**Prompt**.
Repeat every entry word for word, skipping the pictures.

**Data extracts**.
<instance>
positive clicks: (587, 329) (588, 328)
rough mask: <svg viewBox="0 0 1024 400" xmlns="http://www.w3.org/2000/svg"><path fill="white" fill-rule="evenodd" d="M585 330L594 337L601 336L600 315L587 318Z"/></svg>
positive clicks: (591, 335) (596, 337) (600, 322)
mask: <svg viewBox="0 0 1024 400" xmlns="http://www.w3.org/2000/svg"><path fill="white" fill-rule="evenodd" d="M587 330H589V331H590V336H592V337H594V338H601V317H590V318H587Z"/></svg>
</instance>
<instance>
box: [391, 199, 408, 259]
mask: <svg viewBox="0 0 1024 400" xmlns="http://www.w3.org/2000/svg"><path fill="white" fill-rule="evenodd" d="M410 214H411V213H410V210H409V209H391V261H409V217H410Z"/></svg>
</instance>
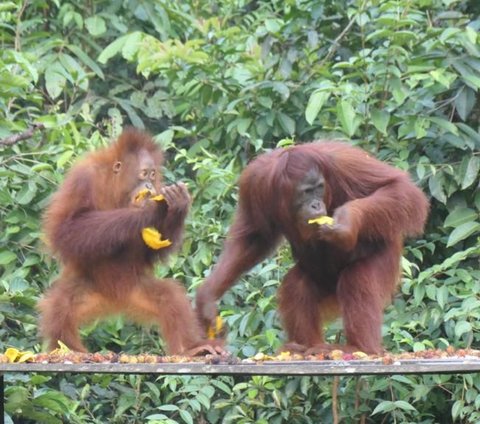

**Answer to this task**.
<instance>
positive clicks: (587, 329) (588, 328)
rough mask: <svg viewBox="0 0 1024 400" xmlns="http://www.w3.org/2000/svg"><path fill="white" fill-rule="evenodd" d="M585 330L594 337L601 336L600 315L587 318Z"/></svg>
positive clicks: (591, 335) (596, 337) (600, 322)
mask: <svg viewBox="0 0 1024 400" xmlns="http://www.w3.org/2000/svg"><path fill="white" fill-rule="evenodd" d="M587 330H589V331H590V336H592V337H594V338H601V317H590V318H587Z"/></svg>
</instance>
<instance>
box: [391, 199, 408, 259]
mask: <svg viewBox="0 0 1024 400" xmlns="http://www.w3.org/2000/svg"><path fill="white" fill-rule="evenodd" d="M410 214H411V213H410V210H409V209H391V261H409V217H410Z"/></svg>
</instance>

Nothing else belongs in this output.